*** Dataset records
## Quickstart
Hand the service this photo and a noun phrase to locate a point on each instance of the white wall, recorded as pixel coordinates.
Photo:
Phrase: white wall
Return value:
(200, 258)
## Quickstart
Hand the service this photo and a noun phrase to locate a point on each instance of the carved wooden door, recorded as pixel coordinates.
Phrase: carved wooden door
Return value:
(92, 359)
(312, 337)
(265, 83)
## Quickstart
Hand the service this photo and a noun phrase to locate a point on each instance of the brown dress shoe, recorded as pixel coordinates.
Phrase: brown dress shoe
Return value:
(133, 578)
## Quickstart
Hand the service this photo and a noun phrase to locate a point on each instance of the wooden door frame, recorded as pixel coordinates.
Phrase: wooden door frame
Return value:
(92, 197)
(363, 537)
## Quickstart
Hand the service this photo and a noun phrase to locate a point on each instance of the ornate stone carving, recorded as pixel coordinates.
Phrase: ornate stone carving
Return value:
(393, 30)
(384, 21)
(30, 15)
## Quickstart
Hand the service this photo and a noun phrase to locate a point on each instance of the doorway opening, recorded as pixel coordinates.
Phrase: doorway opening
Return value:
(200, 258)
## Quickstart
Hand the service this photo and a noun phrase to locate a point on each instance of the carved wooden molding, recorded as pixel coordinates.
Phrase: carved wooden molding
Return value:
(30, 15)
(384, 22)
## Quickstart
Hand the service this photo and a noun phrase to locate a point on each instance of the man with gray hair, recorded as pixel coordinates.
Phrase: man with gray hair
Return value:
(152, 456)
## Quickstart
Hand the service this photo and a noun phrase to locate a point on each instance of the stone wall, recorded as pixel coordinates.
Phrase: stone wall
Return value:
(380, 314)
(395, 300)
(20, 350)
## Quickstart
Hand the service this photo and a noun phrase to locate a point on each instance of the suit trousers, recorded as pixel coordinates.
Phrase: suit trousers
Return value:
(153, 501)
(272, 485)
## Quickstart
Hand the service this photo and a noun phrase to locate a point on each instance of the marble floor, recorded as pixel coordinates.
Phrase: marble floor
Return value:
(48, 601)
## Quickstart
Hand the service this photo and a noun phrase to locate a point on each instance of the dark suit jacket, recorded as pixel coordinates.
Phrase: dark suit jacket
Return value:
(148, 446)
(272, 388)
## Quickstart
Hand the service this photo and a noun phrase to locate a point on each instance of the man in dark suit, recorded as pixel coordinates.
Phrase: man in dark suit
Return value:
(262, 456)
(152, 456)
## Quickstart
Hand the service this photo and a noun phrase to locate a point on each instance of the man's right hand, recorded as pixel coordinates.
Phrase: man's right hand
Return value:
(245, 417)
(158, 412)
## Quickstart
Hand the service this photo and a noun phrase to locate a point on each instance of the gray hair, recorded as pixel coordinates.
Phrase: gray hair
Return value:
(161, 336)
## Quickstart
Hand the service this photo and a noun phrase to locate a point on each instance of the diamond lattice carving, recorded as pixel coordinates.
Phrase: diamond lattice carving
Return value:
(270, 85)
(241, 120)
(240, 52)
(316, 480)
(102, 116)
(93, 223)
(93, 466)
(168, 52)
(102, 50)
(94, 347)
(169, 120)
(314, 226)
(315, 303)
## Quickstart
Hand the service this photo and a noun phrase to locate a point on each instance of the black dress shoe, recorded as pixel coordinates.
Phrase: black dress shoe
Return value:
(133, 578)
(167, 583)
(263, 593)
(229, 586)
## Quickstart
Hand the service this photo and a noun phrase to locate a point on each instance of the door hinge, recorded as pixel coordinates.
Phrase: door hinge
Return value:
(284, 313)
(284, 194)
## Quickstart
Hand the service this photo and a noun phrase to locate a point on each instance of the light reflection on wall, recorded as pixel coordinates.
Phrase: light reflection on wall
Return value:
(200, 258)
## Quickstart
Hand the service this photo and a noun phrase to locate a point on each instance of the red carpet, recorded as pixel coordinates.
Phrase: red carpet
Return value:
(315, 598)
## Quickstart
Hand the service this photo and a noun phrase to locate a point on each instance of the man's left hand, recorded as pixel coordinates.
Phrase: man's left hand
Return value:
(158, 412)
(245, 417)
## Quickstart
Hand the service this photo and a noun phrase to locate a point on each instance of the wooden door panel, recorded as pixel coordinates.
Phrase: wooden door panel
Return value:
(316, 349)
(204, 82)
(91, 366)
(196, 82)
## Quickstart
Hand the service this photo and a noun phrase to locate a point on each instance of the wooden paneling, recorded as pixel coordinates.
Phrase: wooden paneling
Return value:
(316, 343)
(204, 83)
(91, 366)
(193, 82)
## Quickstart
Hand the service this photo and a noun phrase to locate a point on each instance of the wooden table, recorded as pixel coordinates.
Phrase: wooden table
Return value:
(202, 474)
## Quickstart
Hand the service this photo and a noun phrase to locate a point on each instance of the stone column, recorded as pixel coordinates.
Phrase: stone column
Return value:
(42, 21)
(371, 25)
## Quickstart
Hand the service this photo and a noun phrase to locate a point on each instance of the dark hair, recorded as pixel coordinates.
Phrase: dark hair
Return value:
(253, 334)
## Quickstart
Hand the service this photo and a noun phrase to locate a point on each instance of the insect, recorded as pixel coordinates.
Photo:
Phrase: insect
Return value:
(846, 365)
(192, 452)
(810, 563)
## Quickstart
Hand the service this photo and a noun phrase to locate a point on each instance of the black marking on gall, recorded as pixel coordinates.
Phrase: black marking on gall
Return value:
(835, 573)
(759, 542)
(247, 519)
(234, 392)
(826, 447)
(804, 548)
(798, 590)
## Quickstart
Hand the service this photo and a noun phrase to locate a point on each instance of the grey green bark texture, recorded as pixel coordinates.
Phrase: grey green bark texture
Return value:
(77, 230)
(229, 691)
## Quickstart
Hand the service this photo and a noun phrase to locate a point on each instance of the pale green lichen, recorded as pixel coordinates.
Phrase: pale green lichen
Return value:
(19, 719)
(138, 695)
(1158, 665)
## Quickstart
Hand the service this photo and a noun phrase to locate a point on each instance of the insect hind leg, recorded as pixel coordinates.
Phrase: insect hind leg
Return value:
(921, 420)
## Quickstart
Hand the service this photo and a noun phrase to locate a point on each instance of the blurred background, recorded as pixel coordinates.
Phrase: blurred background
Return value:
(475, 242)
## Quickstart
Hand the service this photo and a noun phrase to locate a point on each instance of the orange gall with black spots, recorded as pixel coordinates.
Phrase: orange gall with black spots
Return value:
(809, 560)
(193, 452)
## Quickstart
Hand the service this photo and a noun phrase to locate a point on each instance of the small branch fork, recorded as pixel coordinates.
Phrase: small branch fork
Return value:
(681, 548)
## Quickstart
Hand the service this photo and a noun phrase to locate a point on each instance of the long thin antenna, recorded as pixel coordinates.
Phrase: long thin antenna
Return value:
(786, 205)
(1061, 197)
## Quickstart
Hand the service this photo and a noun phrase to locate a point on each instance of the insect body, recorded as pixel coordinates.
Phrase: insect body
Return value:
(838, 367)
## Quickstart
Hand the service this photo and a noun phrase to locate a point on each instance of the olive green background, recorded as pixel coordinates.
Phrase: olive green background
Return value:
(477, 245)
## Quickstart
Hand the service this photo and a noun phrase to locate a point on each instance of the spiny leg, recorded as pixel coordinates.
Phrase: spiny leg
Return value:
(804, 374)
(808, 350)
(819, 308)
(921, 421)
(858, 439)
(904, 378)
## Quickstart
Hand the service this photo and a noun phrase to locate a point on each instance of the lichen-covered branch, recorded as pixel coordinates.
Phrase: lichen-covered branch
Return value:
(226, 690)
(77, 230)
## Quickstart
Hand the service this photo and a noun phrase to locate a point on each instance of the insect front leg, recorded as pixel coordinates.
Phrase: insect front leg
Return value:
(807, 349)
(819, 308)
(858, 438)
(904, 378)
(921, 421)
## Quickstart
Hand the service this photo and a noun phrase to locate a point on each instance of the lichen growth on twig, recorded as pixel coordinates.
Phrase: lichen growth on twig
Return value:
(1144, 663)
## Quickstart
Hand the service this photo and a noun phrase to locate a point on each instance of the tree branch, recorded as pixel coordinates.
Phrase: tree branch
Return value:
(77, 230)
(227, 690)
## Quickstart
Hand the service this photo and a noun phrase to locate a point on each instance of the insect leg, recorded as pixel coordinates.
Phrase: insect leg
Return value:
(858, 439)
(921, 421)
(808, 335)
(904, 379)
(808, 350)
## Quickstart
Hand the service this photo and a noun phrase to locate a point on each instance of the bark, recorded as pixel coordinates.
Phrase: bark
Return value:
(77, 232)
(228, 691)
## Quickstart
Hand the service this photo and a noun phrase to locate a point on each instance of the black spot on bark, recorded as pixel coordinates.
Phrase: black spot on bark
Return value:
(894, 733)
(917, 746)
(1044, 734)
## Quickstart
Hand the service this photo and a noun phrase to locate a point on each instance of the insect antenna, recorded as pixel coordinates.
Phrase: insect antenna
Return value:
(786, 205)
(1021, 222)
******
Please gather every line in the entries above that contains the word "twig", and copy each of those lines unchanged.

Hand the service this photo and a noun phrase to locate a point on each instance of the lichen growth on twig, recorded as pixel coordinates.
Phrase: lichen growth on twig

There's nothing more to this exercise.